■ Work order: Find all the lines in the entries below that hold the word "point" and copy them.

■ Data under study:
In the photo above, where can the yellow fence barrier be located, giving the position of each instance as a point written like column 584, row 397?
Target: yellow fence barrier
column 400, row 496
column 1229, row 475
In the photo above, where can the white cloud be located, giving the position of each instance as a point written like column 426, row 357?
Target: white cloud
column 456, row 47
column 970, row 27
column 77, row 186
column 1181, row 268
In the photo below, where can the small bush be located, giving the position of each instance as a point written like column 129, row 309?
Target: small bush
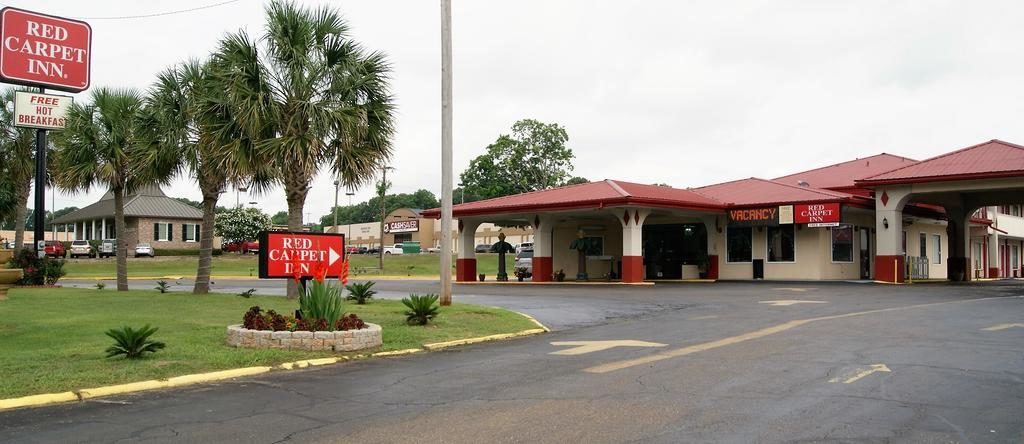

■ Solution to the exercise:
In the photo above, where can the yellow fence barrier be located, giving the position of each instance as a point written like column 584, row 397?
In the photo above, where can the white cloud be located, giving the position of each instance as a point written like column 426, row 357?
In the photo below, where can the small bush be located, giving the position of each instance as a point written like column 129, row 309?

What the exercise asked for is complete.